* **Recorded information**
____________

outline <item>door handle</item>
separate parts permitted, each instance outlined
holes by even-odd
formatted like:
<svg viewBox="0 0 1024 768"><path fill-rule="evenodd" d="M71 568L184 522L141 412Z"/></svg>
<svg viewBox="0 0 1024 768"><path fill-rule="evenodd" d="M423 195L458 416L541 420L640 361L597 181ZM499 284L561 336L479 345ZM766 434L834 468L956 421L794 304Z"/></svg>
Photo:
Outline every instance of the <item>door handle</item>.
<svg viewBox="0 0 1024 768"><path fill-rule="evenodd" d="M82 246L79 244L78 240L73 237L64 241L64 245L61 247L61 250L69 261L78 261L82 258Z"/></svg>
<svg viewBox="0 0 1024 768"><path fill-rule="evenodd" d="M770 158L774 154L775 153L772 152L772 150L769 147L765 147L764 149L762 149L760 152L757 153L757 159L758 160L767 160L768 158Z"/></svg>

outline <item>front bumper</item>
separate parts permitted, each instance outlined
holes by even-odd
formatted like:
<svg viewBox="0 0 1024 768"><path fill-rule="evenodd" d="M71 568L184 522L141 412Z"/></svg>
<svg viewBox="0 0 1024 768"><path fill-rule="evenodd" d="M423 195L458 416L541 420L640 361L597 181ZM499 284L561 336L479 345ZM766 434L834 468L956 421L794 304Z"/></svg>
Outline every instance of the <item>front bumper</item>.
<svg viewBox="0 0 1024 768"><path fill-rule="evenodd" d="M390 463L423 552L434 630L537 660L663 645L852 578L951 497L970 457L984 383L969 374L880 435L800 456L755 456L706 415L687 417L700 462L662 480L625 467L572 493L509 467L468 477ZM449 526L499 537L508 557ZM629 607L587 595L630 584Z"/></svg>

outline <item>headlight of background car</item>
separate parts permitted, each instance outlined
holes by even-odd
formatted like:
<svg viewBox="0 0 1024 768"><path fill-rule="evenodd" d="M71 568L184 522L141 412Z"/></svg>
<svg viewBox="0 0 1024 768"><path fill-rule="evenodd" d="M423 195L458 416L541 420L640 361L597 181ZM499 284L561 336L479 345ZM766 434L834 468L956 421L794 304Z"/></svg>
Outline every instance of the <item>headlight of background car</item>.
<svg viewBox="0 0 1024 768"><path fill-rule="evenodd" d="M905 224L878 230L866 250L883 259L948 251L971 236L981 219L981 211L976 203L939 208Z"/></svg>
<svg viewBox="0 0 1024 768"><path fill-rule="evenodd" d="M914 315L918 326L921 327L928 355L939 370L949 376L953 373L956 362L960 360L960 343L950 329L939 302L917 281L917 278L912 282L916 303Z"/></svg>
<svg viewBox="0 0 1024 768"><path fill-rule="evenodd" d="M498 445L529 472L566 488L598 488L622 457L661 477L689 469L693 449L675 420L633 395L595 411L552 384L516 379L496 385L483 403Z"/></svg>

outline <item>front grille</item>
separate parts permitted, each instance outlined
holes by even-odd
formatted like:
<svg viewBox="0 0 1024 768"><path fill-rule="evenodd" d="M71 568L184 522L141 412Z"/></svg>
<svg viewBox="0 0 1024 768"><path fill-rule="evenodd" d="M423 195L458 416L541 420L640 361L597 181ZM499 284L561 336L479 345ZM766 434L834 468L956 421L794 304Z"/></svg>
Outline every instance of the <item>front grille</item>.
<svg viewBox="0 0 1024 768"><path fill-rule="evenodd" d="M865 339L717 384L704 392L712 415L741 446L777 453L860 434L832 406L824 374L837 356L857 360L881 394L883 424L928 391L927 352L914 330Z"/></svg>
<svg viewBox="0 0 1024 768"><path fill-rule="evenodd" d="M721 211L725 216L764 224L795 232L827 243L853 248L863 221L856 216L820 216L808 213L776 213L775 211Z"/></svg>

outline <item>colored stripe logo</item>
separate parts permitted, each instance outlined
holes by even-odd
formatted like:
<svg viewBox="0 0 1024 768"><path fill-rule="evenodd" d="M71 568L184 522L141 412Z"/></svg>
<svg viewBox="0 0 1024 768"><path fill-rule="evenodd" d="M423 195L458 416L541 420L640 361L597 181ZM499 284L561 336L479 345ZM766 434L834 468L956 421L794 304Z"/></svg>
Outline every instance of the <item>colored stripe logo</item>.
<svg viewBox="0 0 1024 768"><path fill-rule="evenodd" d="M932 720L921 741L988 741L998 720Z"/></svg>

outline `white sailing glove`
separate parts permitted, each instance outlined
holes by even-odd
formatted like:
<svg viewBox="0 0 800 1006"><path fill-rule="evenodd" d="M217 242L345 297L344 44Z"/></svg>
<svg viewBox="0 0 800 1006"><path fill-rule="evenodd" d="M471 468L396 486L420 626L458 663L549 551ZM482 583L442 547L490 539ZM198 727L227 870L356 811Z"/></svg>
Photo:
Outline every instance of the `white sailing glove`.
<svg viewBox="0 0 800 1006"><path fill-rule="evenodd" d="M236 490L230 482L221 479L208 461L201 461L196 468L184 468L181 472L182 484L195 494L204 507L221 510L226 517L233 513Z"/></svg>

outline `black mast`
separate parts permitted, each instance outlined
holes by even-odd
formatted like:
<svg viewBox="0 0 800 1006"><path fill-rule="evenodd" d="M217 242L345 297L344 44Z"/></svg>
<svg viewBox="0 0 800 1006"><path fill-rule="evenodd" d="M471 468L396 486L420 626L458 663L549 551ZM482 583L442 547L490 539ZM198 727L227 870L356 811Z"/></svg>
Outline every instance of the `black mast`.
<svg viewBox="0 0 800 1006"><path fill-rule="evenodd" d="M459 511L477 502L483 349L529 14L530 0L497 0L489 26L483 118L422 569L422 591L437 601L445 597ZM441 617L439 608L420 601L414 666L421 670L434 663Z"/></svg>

____________

The records shown above are to be retyped exactly, with none omitted.

* **Solution to the problem**
outline <item>door handle</item>
separate parts permitted, each instance outlined
holes by even-odd
formatted like:
<svg viewBox="0 0 1024 768"><path fill-rule="evenodd" d="M71 568L184 522L141 412Z"/></svg>
<svg viewBox="0 0 1024 768"><path fill-rule="evenodd" d="M423 195L458 416L541 420L640 361L597 181ZM499 284L561 336L479 345ZM766 434L834 468L956 421L794 304Z"/></svg>
Photo:
Outline every instance of the <item>door handle</item>.
<svg viewBox="0 0 1024 768"><path fill-rule="evenodd" d="M82 246L79 244L78 240L73 237L64 241L64 245L61 247L61 250L69 261L78 261L82 258Z"/></svg>
<svg viewBox="0 0 1024 768"><path fill-rule="evenodd" d="M770 158L774 154L775 153L772 152L772 150L769 147L765 147L764 149L762 149L760 152L757 153L757 159L758 160L767 160L768 158Z"/></svg>

outline <item>front bumper</item>
separate parts permitted, each instance outlined
holes by even-odd
formatted like:
<svg viewBox="0 0 1024 768"><path fill-rule="evenodd" d="M71 568L184 522L141 412Z"/></svg>
<svg viewBox="0 0 1024 768"><path fill-rule="evenodd" d="M423 195L458 416L541 420L640 361L597 181ZM499 284L561 336L479 345ZM766 434L834 468L956 421L794 304Z"/></svg>
Outline every instance of the <item>front bumper</item>.
<svg viewBox="0 0 1024 768"><path fill-rule="evenodd" d="M390 463L423 552L434 630L537 660L663 645L852 578L951 497L970 457L984 383L969 374L880 435L800 456L755 456L706 415L687 417L700 462L662 480L625 467L572 493L509 467L468 477ZM449 526L499 537L508 557ZM629 607L587 595L630 584Z"/></svg>

outline <item>headlight of background car</item>
separate parts permitted, each instance outlined
holes by even-odd
formatted like:
<svg viewBox="0 0 1024 768"><path fill-rule="evenodd" d="M71 568L184 522L141 412Z"/></svg>
<svg viewBox="0 0 1024 768"><path fill-rule="evenodd" d="M423 195L458 416L541 420L640 361L597 181ZM499 284L561 336L479 345ZM766 434L834 468L956 421L794 304Z"/></svg>
Outline every instance of the <item>headlight of background car</item>.
<svg viewBox="0 0 1024 768"><path fill-rule="evenodd" d="M905 224L878 230L866 250L883 259L948 251L971 236L981 219L981 211L976 203L939 208Z"/></svg>
<svg viewBox="0 0 1024 768"><path fill-rule="evenodd" d="M914 315L918 326L921 327L928 355L939 370L949 376L953 373L956 362L960 360L960 343L950 329L939 302L917 281L917 278L912 282L916 303Z"/></svg>
<svg viewBox="0 0 1024 768"><path fill-rule="evenodd" d="M498 445L529 472L566 488L598 488L622 457L661 477L689 469L693 449L675 420L633 395L595 411L552 384L516 379L496 385L483 403Z"/></svg>

outline <item>front grille</item>
separate parts permitted, each instance outlined
holes by even-odd
formatted like:
<svg viewBox="0 0 1024 768"><path fill-rule="evenodd" d="M71 568L184 522L141 412Z"/></svg>
<svg viewBox="0 0 1024 768"><path fill-rule="evenodd" d="M423 195L458 416L541 420L640 361L597 181ZM499 284L561 336L479 345ZM766 434L834 468L956 421L794 304Z"/></svg>
Outline every instance of the <item>front grille</item>.
<svg viewBox="0 0 1024 768"><path fill-rule="evenodd" d="M865 339L717 384L704 392L712 415L741 446L777 453L860 434L832 406L824 374L837 356L857 360L881 394L883 424L928 391L927 352L914 330Z"/></svg>
<svg viewBox="0 0 1024 768"><path fill-rule="evenodd" d="M721 211L725 216L764 224L795 232L827 243L853 248L863 221L856 216L820 216L808 213L776 213L775 211Z"/></svg>

outline <item>colored stripe logo</item>
separate parts permitted, each instance outlined
holes by even-odd
formatted like:
<svg viewBox="0 0 1024 768"><path fill-rule="evenodd" d="M71 568L184 522L141 412Z"/></svg>
<svg viewBox="0 0 1024 768"><path fill-rule="evenodd" d="M423 195L458 416L541 420L640 361L597 181ZM499 284L561 336L479 345ZM766 434L834 468L956 421L794 304Z"/></svg>
Outline every instance of the <item>colored stripe logo</item>.
<svg viewBox="0 0 1024 768"><path fill-rule="evenodd" d="M932 720L921 741L988 741L998 720Z"/></svg>

outline `white sailing glove`
separate parts permitted, each instance outlined
holes by even-odd
formatted like:
<svg viewBox="0 0 800 1006"><path fill-rule="evenodd" d="M217 242L345 297L344 44Z"/></svg>
<svg viewBox="0 0 800 1006"><path fill-rule="evenodd" d="M471 468L396 486L420 626L458 663L549 551ZM482 583L442 547L490 539ZM198 727L227 870L356 811Z"/></svg>
Photo:
Outline every instance of the `white sailing glove`.
<svg viewBox="0 0 800 1006"><path fill-rule="evenodd" d="M236 490L230 482L221 479L208 461L201 461L196 468L184 468L181 472L182 484L195 494L204 507L221 510L226 517L233 513Z"/></svg>

outline `black mast`
separate parts permitted, each instance outlined
holes by even-odd
formatted like:
<svg viewBox="0 0 800 1006"><path fill-rule="evenodd" d="M217 242L345 297L344 44Z"/></svg>
<svg viewBox="0 0 800 1006"><path fill-rule="evenodd" d="M471 468L396 486L420 626L458 663L549 551ZM482 583L442 547L490 539ZM198 727L227 870L356 811Z"/></svg>
Outline every instance of the `black mast`.
<svg viewBox="0 0 800 1006"><path fill-rule="evenodd" d="M459 511L477 502L483 349L529 14L530 0L497 0L489 26L483 118L422 569L422 591L437 601L445 597ZM441 617L439 608L420 601L414 666L421 670L434 663Z"/></svg>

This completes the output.